-------- Raw data

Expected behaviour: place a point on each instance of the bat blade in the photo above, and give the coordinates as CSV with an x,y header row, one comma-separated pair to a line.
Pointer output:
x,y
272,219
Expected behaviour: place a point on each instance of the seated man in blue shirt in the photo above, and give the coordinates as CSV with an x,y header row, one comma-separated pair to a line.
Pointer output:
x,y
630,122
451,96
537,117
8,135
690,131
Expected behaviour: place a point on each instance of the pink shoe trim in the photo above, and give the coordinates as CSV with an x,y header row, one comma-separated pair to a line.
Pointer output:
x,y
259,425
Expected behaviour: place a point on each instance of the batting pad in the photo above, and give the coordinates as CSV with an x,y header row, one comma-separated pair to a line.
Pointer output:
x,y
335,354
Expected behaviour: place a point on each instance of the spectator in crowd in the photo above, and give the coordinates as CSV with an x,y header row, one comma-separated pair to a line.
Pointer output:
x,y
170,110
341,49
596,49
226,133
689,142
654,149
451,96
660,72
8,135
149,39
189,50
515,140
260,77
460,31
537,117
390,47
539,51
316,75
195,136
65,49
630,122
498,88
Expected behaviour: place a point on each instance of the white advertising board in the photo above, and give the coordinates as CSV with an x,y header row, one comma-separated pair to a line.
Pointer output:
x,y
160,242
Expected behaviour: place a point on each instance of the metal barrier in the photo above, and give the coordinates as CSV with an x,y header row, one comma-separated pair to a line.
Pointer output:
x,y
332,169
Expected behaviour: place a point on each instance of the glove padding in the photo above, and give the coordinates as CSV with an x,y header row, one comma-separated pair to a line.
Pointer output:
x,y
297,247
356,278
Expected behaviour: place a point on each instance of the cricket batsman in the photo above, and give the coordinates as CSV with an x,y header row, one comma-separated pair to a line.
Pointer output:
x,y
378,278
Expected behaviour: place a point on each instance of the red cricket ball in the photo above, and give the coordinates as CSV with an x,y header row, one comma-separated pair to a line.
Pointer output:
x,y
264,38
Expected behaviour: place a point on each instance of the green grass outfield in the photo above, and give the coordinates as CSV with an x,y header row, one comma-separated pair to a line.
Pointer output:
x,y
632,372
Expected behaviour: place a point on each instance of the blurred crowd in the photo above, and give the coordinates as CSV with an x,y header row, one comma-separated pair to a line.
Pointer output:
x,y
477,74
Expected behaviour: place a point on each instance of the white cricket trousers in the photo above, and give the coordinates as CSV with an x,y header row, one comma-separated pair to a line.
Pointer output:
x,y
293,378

----------------

What to do
Copy every one of the items above word for word, reproducing each line unchanged.

Task response
Expected behaviour: place a point on each instance of the bat blade in the photo above, and give the coordinates as CSV with an x,y header row, one comma-separated pair to a line.
Pointer output:
x,y
272,219
Expected behaviour: place a point on each instance of the seated man in blue shirt in the photo above, and give the coordinates as CSV with an x,y header row, one comma-separated pair to a line.
Pointer output:
x,y
630,122
451,96
537,117
8,135
690,131
Expected behaviour: place a point on each instance of the pink shoe trim in the photo above, and give the coordinates as CSV with an x,y header row, one comma-separated pair to a line.
Pointer output:
x,y
259,425
Expected behaviour: place a point on each instance of the batting pad in the photo above, and give the coordinates as CSV with an x,y header row, one comma-separated pair to a line.
Pointer output:
x,y
335,354
Expected behaviour: place a point on each instance of the spectator in crowd in the photo above, and give the coordinates as CSV with an x,y header row, one comma-separated pair to a line.
Pointer output:
x,y
170,110
341,49
596,49
226,133
689,142
654,149
451,96
660,72
8,135
149,39
189,50
515,140
260,77
460,31
537,117
390,47
539,51
316,75
195,136
65,49
630,122
498,88
Expected behaviour: place a point on each instance of the white advertising board in the photo above, and give the coordinates as CSV with an x,y header row, one comma-separated pair to a line.
Pointer output:
x,y
160,242
Expected behaviour: place a point on each instance of the metal barrier in the photo above, and give the coordinates as CSV with an x,y header row, one comma-separated pair to a line.
Pointer output:
x,y
332,169
Expected behaviour: place a point on each instance of the glove padding in the photo above, and give the coordinates as CSV with an x,y header row, one comma-separated pair to a line.
Pointer output:
x,y
297,247
356,278
Expected behaviour: place a point on each instance of the cricket batsman in the photo above, and give the coordinates as CSV with an x,y header row, one comma-separated pair to a line.
Pointer output:
x,y
378,278
Expected behaviour: place a point on each instance of the red cricket ball in the photo above, and give the coordinates as CSV with an x,y header row, one comma-separated pair to a line.
Pointer output:
x,y
264,38
Expected behaviour: place a point on each instance of the green grass outfield in the photo above, and give the coordinates as CSV with an x,y header row, one comma-separated pair to a line.
Pointer output:
x,y
632,372
Expected behaviour: place a point on each instance of the blurred crowd in the photo above, and give the coordinates as CSV with an x,y header row, one comma-separated pair to a line.
Pointer output:
x,y
477,74
Expected behaviour: place a point on each instance of the white cricket trousers in the photo above, and give the coordinates as CSV with an x,y header row, one comma-separated pair to a line.
Pointer output:
x,y
293,378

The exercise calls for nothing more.